§ **REQUIREMENT 1**
Pick out each line of the records below that contains the string "landscape", and copy those lines. Treat uppercase and lowercase as different.

§ **TEXT PROVIDED**
From 18996f0a28828e06588583d1d303516d536ea50f Mon Sep 17 00:00:00 2001
From: Carlos Trujillo <59846724+cetagostini@users.noreply.github.com>
Date: Fri, 22 May 2026 21:31:14 +0900
Subject: [PATCH 1/3] Inline Einsum OFG in xtensor lower_dot to avoid
 ShapeFeature blow-up

`pt.einsum` wraps its output in an `Einsum` `OpFromGraph`. The OFG is
only inlined by `inline_optimized_einsum` during `specialize`, but while
it is alive `ShapeFeature.on_import` calls `OpFromGraph.infer_shape` on
every node import during canonicalize, and `infer_shape` re-walks the
OFG's inner graph each time. When several xtensor dots are composed
(e.g. multi-layer attention), this becomes super-linear and dominates
compile time.

Inlining the OFG immediately after `einsum` removes it before any
shape-using pass ever sees it. The 2-operand case `lower_dot` produces
has no path optimisation to defer, so inlining is safe and behaviour-
preserving.

Effect on the toy multi-head attention reproducer
(block_size=32, n_embd=64, n_head=4, with grad):

    n_layer  plain    xtensor (before)   xtensor (after)
    1        0.94s    3.04s              1.12s
    2        2.03s    72.50s             4.07s

Adds a structural test that locks in the post-`lower_xtensor` invariant
"no OpFromGraph nodes left in the lowered graph". All existing
xtensor / tensordot / einsum tests still pass.

Co-authored-by: Cursor <cursoragent@cursor.com>
---
 pytensor/xtensor/rewriting/math.py | 10 ++++++++++
 tests/xtensor/test_math.py         | 26 ++++++++++++++++++++++++++
 2 files changed, 36 insertions(+)

diff --git a/pytensor/xtensor/rewriting/math.py b/pytensor/xtensor/rewriting/math.py
index c767ec490e..bdbebb26e8 100644
--- a/pytensor/xtensor/rewriting/math.py
+++ b/pytensor/xtensor/rewriting/math.py
@@ -2,6 +2,8 @@
 
 from pytensor.graph import node_rewriter
 from pytensor.tensor import einsum
+from pytensor.tensor.einsum import Einsum
+from pytensor.tensor.rewriting.ofg import inline_ofg_node
 from pytensor.tensor.shape import specify_shape
 from pytensor.xtensor.basic import tensor_from_xtensor, xtensor_from_tensor
 from pytensor.xtensor.math import Dot
@@ -41,6 +43,14 @@ def lower_dot(fgraph, node):
     # Perform the einsum operation
     out_tensor = einsum(einsum_str, x_tensor, y_tensor)
 
+    # Inline the Einsum OFG eagerly. `inline_optimized_einsum` only fires
+    # during `specialize`, but while the OFG is alive `ShapeFeature` calls
+    # `OpFromGraph.infer_shape` on every import, re-walking the inner graph
+    # each time. With many composed xtensor dots that dominates compile
+    # time. The 2-operand case has no path optimisation to defer.

§ **DATA EXTRACT**
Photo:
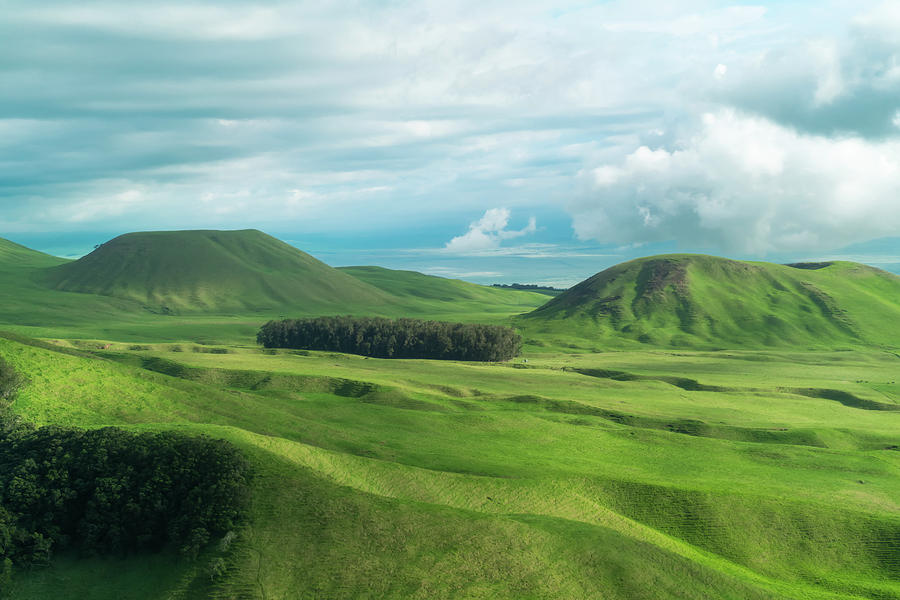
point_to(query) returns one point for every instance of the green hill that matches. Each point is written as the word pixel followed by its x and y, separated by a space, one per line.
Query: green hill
pixel 410 479
pixel 178 271
pixel 705 301
pixel 15 256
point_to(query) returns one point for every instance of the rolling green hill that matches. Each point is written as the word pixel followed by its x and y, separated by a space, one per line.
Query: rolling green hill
pixel 581 476
pixel 15 256
pixel 705 301
pixel 212 271
pixel 208 287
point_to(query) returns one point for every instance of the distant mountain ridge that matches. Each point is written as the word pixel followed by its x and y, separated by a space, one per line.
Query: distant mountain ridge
pixel 210 270
pixel 698 300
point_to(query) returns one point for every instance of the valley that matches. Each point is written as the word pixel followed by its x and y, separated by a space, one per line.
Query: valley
pixel 676 427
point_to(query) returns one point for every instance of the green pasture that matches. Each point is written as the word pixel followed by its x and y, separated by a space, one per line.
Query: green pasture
pixel 418 479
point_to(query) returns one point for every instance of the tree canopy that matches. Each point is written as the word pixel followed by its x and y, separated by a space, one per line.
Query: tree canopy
pixel 388 338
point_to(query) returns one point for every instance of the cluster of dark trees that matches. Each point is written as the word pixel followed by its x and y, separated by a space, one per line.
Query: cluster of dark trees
pixel 109 491
pixel 388 338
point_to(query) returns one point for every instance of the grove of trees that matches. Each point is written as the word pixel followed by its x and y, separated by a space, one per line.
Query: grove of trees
pixel 110 491
pixel 388 338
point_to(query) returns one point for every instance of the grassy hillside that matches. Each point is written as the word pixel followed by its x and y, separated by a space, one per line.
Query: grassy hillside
pixel 14 256
pixel 172 271
pixel 705 301
pixel 580 476
pixel 209 287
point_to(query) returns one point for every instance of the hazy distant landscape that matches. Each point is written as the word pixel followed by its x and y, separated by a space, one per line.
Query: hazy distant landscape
pixel 450 300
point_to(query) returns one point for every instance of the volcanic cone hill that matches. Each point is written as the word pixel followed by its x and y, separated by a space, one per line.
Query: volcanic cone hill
pixel 705 301
pixel 178 271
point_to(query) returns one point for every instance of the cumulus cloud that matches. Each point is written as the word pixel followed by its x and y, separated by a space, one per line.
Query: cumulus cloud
pixel 746 184
pixel 488 232
pixel 845 84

§ **REQUIREMENT 2**
Extend the code patch about inlining the Einsum OpFromGraph in lower_dot, starting right after its last line.

§ **WRITTEN RESPONSE 1**
point_to(query) returns one point for every instance of the hazy distant landscape that matches. Each point is written as the word pixel followed by its x and y, separated by a space, one per line.
Query: hazy distant landscape

§ **WRITTEN RESPONSE 2**
+    if out_tensor.owner is not None and isinstance(out_tensor.owner.op, Einsum):
+        [out_tensor] = inline_ofg_node(out_tensor.owner)
+
     # Reshape to match the output shape
     out_tensor = specify_shape(out_tensor, out.type.shape)
 
diff --git a/tests/xtensor/test_math.py b/tests/xtensor/test_math.py
index bb187a0fac..c095c8ca78 100644
--- a/tests/xtensor/test_math.py
+++ b/tests/xtensor/test_math.py
@@ -316,6 +316,32 @@ def test_dot():
     xr_assert_allclose(z_test, expected)
 
 
+def test_dot_lowering_inlines_einsum_ofg():
+    """``lower_dot`` must inline the ``Einsum`` OFG that ``pt.einsum`` wraps.
+
+    Leaving the OFG in place lets ``ShapeFeature.on_import`` call
+    ``OpFromGraph.infer_shape`` on every node import during canonicalize,
+    which re-walks the inner graph and dominates compile time once several
+    xtensor dots are composed (e.g. multi-layer attention).
+    """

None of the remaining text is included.